_DOCUMENT PASSAGE_
>> START

In the New York Times Magazine, Lili Loofbourow reinforced this notion:
“Orphan Black seems to suggest that the dull sameness enforced by existing female archetypes needs to die. … What emerges is a full, generative map of the possibilities that emerge when you let the Strong Female Character and her lonely sisters from other genres mix.”
Marvel’s Jessica Jones is another modern “tough” female character who’s not solely defined by her body and her weaponry. In the Netflix series based on the comic book series Alias, the private detective grapples with feeling both extremely powerful and powerless. Jones, superpowered after an accident, is a victim of other traumas, and she suffers from PTSD and the aftermath of abduction and assault.
Krysten Ritter as Jessica Jones.
At the Muse, Stassa Edwards addressed the complex undertaking of the show, which is widely lauded as feminist. “At its heart, Jessica Jones is a simultaneous exploration of how power and strength are exerted, all the while gently acknowledging that those are both deeply gendered terms. … It’s that play between the power of men and the strength of Jones (and her female compatriots) that drives the show.” Edwards noted that in exploring both physical and psychological strength, “Jessica Jones is an unraveling of the stereotypes that form the [superhero] genre”.

>> END

_WHAT IS BEING ASKED_
Will you return, word for word, the part of the passage on tough female TV characters starting with "In the New York" and going on through "as Jessica Jones."?

[Collected data]
>> START

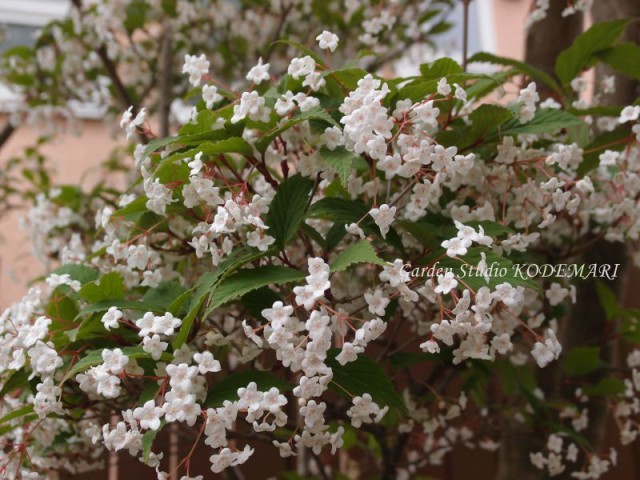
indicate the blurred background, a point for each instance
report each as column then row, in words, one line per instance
column 495, row 26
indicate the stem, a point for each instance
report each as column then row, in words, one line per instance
column 465, row 33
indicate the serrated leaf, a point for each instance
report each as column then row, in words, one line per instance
column 580, row 55
column 363, row 376
column 244, row 281
column 581, row 361
column 227, row 389
column 340, row 161
column 230, row 145
column 164, row 294
column 121, row 304
column 316, row 113
column 605, row 387
column 440, row 68
column 361, row 252
column 20, row 412
column 81, row 273
column 488, row 117
column 205, row 286
column 287, row 208
column 529, row 70
column 17, row 379
column 109, row 286
column 546, row 120
column 625, row 58
column 94, row 357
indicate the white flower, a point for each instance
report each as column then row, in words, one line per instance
column 327, row 40
column 443, row 88
column 301, row 67
column 363, row 409
column 259, row 73
column 196, row 164
column 154, row 346
column 206, row 362
column 545, row 353
column 195, row 67
column 383, row 217
column 377, row 302
column 110, row 319
column 114, row 360
column 252, row 105
column 629, row 114
column 260, row 240
column 456, row 246
column 148, row 415
column 210, row 95
column 446, row 283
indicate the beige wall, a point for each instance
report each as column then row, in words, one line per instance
column 74, row 160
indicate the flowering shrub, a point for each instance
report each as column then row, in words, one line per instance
column 266, row 266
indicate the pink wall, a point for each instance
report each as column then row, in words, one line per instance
column 74, row 160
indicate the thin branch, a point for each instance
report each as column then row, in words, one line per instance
column 6, row 133
column 465, row 33
column 166, row 73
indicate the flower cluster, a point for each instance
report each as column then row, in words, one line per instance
column 256, row 270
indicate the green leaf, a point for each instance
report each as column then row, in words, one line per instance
column 525, row 68
column 133, row 210
column 206, row 285
column 17, row 379
column 258, row 300
column 20, row 412
column 546, row 120
column 287, row 208
column 624, row 58
column 147, row 442
column 244, row 281
column 440, row 68
column 580, row 55
column 136, row 12
column 81, row 273
column 121, row 304
column 94, row 357
column 361, row 252
column 340, row 161
column 614, row 140
column 363, row 376
column 108, row 287
column 581, row 361
column 230, row 145
column 227, row 389
column 316, row 113
column 605, row 387
column 487, row 118
column 608, row 300
column 164, row 294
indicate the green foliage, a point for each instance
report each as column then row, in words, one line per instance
column 581, row 361
column 363, row 376
column 361, row 252
column 582, row 54
column 227, row 389
column 288, row 208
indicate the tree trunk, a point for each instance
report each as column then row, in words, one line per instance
column 548, row 37
column 545, row 40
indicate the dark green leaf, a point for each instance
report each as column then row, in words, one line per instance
column 581, row 361
column 287, row 208
column 580, row 55
column 361, row 252
column 363, row 376
column 227, row 389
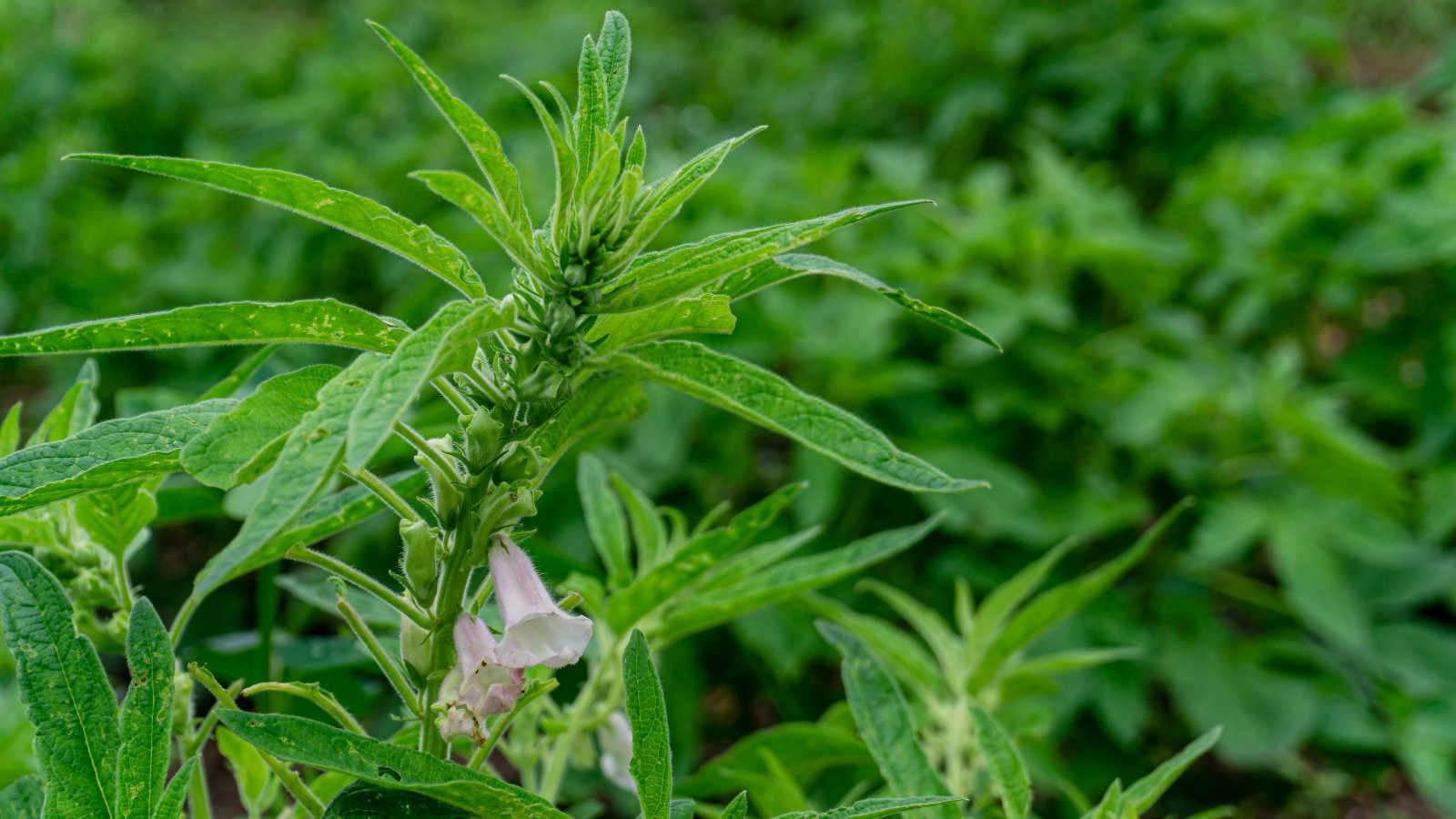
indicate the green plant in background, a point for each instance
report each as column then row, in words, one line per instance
column 526, row 375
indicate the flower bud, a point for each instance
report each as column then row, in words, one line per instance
column 420, row 552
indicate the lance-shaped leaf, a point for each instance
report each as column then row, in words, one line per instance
column 698, row 555
column 65, row 691
column 175, row 794
column 708, row 312
column 1004, row 763
column 885, row 720
column 96, row 458
column 242, row 445
column 306, row 464
column 604, row 401
column 615, row 46
column 344, row 210
column 677, row 271
column 652, row 763
column 791, row 266
column 309, row 742
column 312, row 321
column 482, row 206
column 480, row 138
column 772, row 402
column 786, row 581
column 443, row 344
column 666, row 197
column 606, row 523
column 146, row 714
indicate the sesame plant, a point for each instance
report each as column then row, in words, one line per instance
column 466, row 632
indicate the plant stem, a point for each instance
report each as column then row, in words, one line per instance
column 385, row 493
column 290, row 780
column 357, row 577
column 383, row 661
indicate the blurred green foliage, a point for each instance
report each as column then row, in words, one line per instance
column 1216, row 239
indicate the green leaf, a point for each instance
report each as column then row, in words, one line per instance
column 604, row 401
column 737, row 809
column 652, row 763
column 677, row 271
column 885, row 720
column 660, row 583
column 309, row 742
column 443, row 344
column 793, row 266
column 708, row 312
column 1145, row 793
column 772, row 402
column 878, row 807
column 306, row 464
column 244, row 443
column 666, row 197
column 146, row 716
column 312, row 198
column 615, row 44
column 480, row 138
column 1004, row 763
column 786, row 581
column 482, row 206
column 175, row 794
column 312, row 321
column 364, row 800
column 106, row 455
column 24, row 799
column 65, row 691
column 606, row 523
column 1056, row 603
column 807, row 749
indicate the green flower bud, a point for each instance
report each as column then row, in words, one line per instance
column 415, row 644
column 419, row 561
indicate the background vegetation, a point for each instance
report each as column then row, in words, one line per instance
column 1216, row 241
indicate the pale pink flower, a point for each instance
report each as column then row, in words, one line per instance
column 538, row 632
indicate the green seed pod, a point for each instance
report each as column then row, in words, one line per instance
column 419, row 560
column 415, row 644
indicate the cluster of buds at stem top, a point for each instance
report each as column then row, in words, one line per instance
column 490, row 675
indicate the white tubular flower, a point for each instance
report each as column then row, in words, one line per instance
column 538, row 632
column 615, row 738
column 480, row 683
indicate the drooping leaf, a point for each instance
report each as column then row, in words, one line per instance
column 146, row 716
column 106, row 455
column 175, row 794
column 65, row 691
column 443, row 344
column 660, row 583
column 677, row 271
column 772, row 402
column 344, row 210
column 309, row 742
column 366, row 800
column 24, row 799
column 604, row 401
column 480, row 138
column 885, row 720
column 244, row 443
column 606, row 523
column 791, row 266
column 306, row 464
column 312, row 321
column 652, row 763
column 699, row 314
column 786, row 581
column 615, row 46
column 1004, row 763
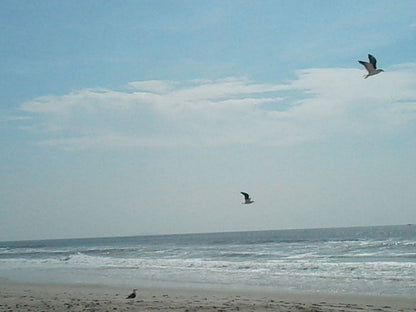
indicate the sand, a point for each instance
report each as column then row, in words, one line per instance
column 50, row 297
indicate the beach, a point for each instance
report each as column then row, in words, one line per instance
column 61, row 297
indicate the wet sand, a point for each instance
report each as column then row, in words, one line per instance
column 50, row 297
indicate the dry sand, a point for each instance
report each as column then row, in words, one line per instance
column 49, row 297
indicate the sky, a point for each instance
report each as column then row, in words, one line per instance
column 150, row 117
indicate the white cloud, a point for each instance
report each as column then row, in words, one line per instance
column 319, row 103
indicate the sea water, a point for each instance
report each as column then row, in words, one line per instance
column 360, row 260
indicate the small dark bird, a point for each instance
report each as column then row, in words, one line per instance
column 247, row 199
column 132, row 295
column 371, row 66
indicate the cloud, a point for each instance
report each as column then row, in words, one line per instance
column 320, row 103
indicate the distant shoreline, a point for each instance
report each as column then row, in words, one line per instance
column 61, row 297
column 201, row 233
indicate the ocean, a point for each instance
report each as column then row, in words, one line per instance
column 377, row 260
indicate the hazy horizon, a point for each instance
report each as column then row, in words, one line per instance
column 152, row 117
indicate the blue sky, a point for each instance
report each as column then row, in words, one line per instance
column 147, row 117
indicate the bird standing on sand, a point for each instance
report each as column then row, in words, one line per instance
column 132, row 295
column 371, row 66
column 247, row 199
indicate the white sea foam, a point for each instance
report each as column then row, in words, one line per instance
column 291, row 260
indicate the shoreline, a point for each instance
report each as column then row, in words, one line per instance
column 38, row 297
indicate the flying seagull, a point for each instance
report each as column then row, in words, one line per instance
column 371, row 66
column 132, row 295
column 247, row 199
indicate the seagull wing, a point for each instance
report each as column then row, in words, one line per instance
column 372, row 60
column 246, row 196
column 370, row 68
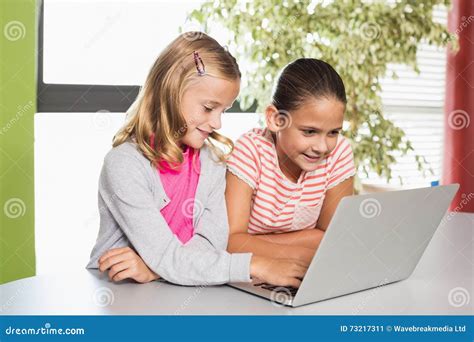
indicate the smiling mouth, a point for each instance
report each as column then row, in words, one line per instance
column 312, row 158
column 204, row 133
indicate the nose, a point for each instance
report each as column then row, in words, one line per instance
column 320, row 145
column 215, row 122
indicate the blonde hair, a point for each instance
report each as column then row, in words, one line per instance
column 156, row 111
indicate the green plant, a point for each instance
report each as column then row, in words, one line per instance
column 358, row 38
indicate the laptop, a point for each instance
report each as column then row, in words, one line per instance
column 372, row 240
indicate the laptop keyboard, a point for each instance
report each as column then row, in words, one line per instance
column 284, row 289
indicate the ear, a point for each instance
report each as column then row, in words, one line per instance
column 277, row 120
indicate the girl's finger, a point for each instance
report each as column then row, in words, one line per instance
column 117, row 268
column 112, row 252
column 111, row 261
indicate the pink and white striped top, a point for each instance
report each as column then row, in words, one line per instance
column 278, row 204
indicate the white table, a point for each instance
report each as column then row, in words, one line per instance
column 446, row 267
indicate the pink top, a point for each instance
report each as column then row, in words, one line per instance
column 180, row 186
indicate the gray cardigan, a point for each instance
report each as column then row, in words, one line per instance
column 130, row 198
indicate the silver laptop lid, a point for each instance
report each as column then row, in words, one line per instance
column 373, row 240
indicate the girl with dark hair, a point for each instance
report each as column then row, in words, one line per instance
column 284, row 181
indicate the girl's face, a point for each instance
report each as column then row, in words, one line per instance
column 308, row 136
column 202, row 106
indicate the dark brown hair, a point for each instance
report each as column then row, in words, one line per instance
column 305, row 78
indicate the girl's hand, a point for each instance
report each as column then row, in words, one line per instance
column 279, row 272
column 124, row 263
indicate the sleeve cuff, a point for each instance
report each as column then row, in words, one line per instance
column 240, row 268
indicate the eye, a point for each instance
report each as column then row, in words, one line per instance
column 309, row 131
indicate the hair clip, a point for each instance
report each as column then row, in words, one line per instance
column 199, row 64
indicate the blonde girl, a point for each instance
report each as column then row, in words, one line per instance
column 161, row 189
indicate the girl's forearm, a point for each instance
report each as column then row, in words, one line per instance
column 245, row 243
column 309, row 238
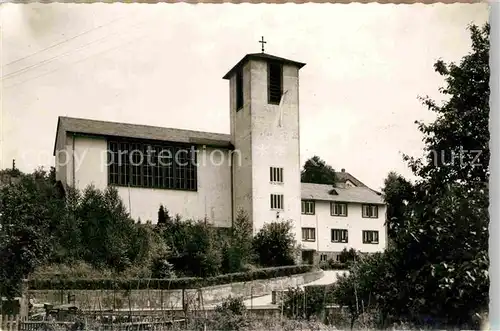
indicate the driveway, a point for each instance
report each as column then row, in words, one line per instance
column 329, row 277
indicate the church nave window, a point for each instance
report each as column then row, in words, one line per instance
column 274, row 82
column 139, row 164
column 239, row 90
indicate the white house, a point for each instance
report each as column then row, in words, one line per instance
column 203, row 175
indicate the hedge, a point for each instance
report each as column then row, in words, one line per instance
column 62, row 283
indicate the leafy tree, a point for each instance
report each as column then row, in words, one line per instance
column 230, row 315
column 163, row 216
column 238, row 251
column 193, row 247
column 348, row 256
column 274, row 244
column 318, row 172
column 29, row 209
column 437, row 268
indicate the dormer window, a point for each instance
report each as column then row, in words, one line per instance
column 239, row 90
column 274, row 82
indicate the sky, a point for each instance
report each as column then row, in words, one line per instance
column 163, row 64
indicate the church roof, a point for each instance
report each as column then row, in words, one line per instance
column 127, row 130
column 350, row 194
column 345, row 176
column 262, row 56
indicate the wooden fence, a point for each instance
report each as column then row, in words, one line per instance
column 16, row 323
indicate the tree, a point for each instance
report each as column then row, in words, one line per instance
column 29, row 211
column 318, row 172
column 162, row 216
column 238, row 251
column 274, row 244
column 398, row 192
column 438, row 261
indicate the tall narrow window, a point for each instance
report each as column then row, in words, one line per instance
column 308, row 234
column 307, row 207
column 275, row 82
column 370, row 211
column 338, row 209
column 239, row 90
column 370, row 237
column 277, row 201
column 276, row 175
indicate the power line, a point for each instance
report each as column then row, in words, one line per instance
column 64, row 41
column 21, row 71
column 84, row 59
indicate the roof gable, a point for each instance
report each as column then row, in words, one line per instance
column 127, row 130
column 351, row 194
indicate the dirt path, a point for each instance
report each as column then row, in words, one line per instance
column 329, row 277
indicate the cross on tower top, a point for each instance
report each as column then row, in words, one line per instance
column 262, row 43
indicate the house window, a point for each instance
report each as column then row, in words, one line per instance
column 370, row 237
column 276, row 175
column 277, row 201
column 338, row 209
column 139, row 164
column 275, row 82
column 239, row 90
column 339, row 236
column 307, row 207
column 370, row 211
column 308, row 234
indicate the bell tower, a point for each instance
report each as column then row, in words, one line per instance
column 264, row 118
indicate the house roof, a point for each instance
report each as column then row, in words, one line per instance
column 345, row 176
column 262, row 56
column 351, row 194
column 116, row 129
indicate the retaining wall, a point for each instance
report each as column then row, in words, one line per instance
column 165, row 299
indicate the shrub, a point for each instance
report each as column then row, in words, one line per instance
column 230, row 315
column 274, row 244
column 61, row 282
column 331, row 264
column 348, row 256
column 194, row 247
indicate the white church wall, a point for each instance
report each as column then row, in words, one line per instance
column 323, row 222
column 241, row 138
column 275, row 144
column 212, row 199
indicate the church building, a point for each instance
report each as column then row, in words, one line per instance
column 202, row 175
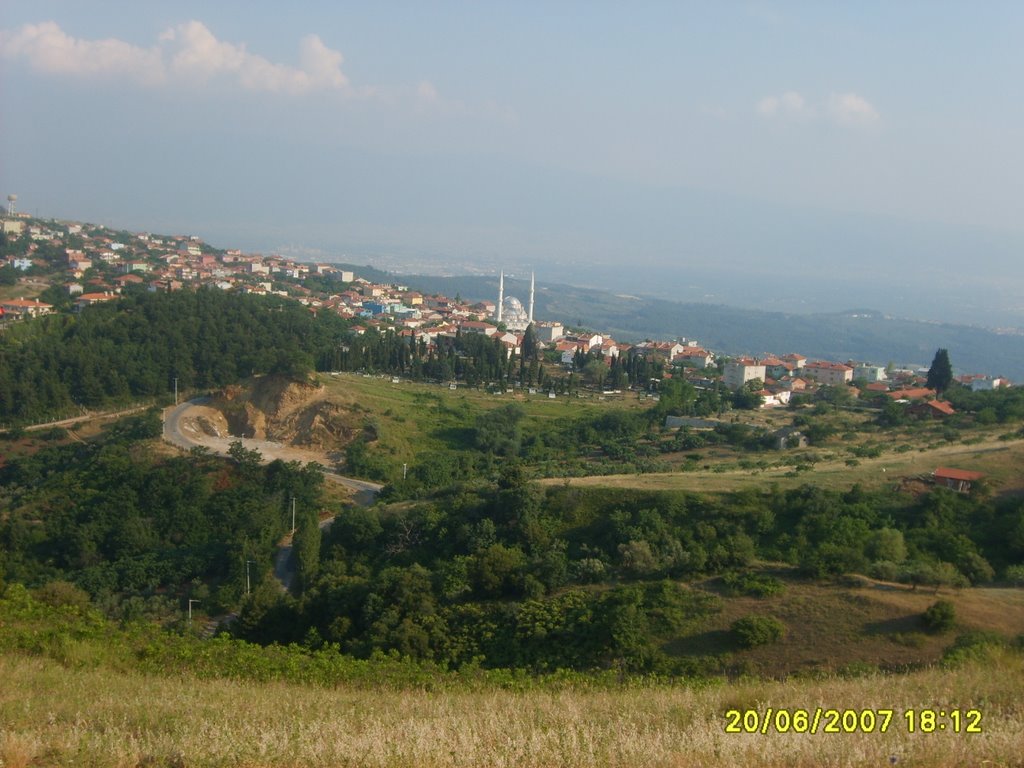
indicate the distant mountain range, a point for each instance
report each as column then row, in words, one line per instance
column 853, row 334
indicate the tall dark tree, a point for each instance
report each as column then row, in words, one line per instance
column 940, row 375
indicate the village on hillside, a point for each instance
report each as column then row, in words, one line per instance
column 70, row 266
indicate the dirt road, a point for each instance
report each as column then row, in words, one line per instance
column 184, row 427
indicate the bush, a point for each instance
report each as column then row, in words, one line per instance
column 754, row 631
column 941, row 616
column 754, row 585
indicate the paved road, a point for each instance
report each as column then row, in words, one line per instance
column 86, row 417
column 176, row 433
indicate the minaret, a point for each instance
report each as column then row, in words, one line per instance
column 530, row 297
column 501, row 295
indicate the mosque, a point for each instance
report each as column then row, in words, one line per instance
column 510, row 309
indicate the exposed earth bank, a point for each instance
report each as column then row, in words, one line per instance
column 273, row 408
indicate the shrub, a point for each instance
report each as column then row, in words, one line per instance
column 755, row 585
column 941, row 616
column 754, row 631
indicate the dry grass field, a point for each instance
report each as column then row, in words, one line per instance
column 54, row 716
column 1000, row 460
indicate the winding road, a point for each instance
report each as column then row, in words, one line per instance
column 180, row 430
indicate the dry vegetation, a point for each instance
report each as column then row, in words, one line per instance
column 1000, row 460
column 53, row 716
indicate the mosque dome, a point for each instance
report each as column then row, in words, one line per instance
column 514, row 315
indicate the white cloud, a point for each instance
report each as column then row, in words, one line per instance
column 188, row 52
column 426, row 92
column 47, row 48
column 849, row 108
column 841, row 108
column 790, row 104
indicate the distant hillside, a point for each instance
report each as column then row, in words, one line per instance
column 858, row 334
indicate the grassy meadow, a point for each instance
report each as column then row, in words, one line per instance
column 54, row 716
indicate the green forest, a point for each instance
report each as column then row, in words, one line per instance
column 496, row 572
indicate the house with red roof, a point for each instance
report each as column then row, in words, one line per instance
column 956, row 479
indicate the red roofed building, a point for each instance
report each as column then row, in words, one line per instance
column 956, row 479
column 830, row 374
column 913, row 393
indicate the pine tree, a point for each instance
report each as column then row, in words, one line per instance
column 940, row 375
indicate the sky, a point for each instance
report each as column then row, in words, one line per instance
column 776, row 154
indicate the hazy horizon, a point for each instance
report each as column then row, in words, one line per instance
column 782, row 156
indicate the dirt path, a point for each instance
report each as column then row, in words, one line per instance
column 189, row 425
column 195, row 424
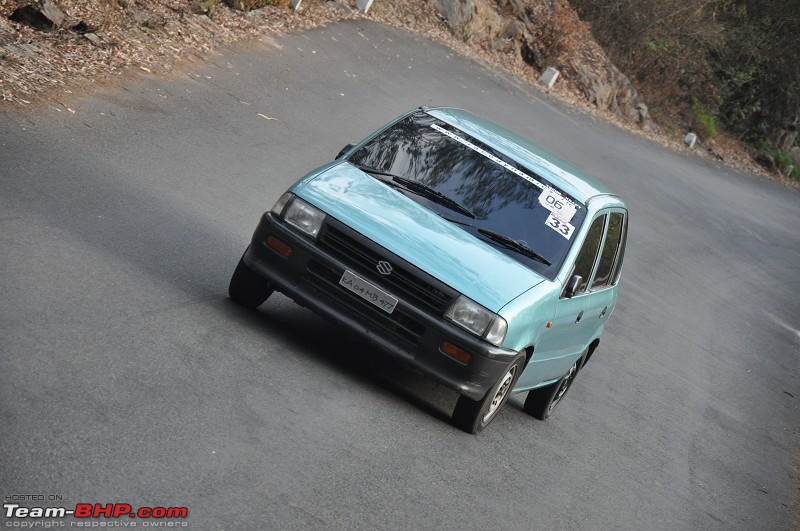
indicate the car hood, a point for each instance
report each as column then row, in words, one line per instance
column 418, row 235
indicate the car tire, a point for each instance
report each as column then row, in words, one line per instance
column 541, row 402
column 473, row 416
column 247, row 287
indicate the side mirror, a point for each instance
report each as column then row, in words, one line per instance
column 344, row 150
column 573, row 286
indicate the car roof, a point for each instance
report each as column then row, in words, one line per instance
column 561, row 174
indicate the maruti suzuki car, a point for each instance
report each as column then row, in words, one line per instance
column 456, row 245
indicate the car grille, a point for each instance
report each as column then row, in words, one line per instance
column 403, row 282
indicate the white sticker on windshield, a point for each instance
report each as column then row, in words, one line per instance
column 555, row 202
column 559, row 225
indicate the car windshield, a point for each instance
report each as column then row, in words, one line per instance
column 488, row 194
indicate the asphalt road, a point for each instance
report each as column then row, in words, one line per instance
column 128, row 376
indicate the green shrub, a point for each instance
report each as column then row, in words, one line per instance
column 704, row 121
column 784, row 160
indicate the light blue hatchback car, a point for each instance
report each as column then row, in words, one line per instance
column 459, row 247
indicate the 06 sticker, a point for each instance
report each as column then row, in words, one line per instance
column 553, row 201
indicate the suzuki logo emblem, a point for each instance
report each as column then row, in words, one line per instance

>> END

_RESULT_
In the New York Times Magazine, Lili Loofbourow reinforced this notion:
“Orphan Black seems to suggest that the dull sameness enforced by existing female archetypes needs to die. … What emerges is a full, generative map of the possibilities that emerge when you let the Strong Female Character and her lonely sisters from other genres mix.”
Marvel’s Jessica Jones is another modern “tough” female character who’s not solely defined by her body and her weaponry. In the Netflix series based on the comic book series Alias, the private detective grapples with feeling both extremely powerful and powerless. Jones, superpowered after an accident, is a victim of other traumas, and she suffers from PTSD and the aftermath of abduction and assault.
Krysten Ritter as Jessica Jones.